Work instructions - Retype the part of the data that opens with the line containing "Category: white shirt cuff" and closes with the line containing "[605,47,720,209]", including both of those lines. Copy nothing outside that stretch.

* Begin *

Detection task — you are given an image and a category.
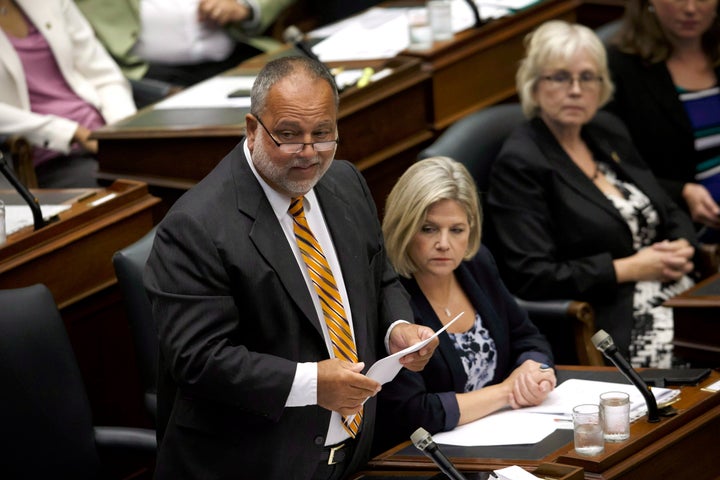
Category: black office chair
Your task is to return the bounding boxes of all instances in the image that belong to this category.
[113,228,158,422]
[0,284,157,480]
[418,103,604,365]
[595,18,622,47]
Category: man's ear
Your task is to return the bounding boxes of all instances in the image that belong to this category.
[245,113,258,151]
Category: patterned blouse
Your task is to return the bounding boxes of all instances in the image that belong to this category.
[448,313,497,392]
[598,162,693,368]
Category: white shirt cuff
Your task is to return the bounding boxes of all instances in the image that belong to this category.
[285,362,317,407]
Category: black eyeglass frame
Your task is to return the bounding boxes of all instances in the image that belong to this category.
[538,70,604,90]
[253,115,340,154]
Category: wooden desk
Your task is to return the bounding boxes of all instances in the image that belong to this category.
[93,56,433,211]
[407,0,579,131]
[665,273,720,367]
[0,180,159,426]
[370,367,720,480]
[93,0,578,214]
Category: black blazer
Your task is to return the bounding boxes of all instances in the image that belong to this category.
[145,144,411,480]
[488,115,697,354]
[373,247,552,454]
[605,47,720,209]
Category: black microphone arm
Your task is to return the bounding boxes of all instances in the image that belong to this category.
[465,0,484,28]
[591,330,660,423]
[410,427,466,480]
[0,148,47,230]
[283,25,322,63]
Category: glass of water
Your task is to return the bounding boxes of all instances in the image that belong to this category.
[573,404,605,457]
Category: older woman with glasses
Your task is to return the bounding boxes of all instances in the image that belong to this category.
[607,0,720,243]
[488,21,696,367]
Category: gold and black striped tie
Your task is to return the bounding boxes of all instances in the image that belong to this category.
[288,197,362,438]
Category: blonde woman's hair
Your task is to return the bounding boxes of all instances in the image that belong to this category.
[515,20,615,118]
[382,157,482,278]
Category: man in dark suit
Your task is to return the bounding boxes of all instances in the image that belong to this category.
[145,57,437,480]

* End *

Solution to the exercise -
Category: white shirt cuff
Your task is to return the bounding boxes of all instances in the image that belong to this category.
[285,362,317,407]
Category: black eyeglass frame
Your task is to return the bounding boxes of all instances in the image that belong to this category.
[538,70,604,90]
[253,115,340,154]
Category: wooden desk
Your task is to return the bounding boxes of all instances in the image that belong to this category.
[93,56,433,211]
[407,0,579,131]
[665,273,720,367]
[0,180,159,426]
[370,367,720,480]
[93,0,578,214]
Category: black blazer
Your task is to return the bounding boxes of all instances in the image that belong to this category.
[145,144,411,480]
[488,115,697,354]
[373,247,552,454]
[605,47,720,209]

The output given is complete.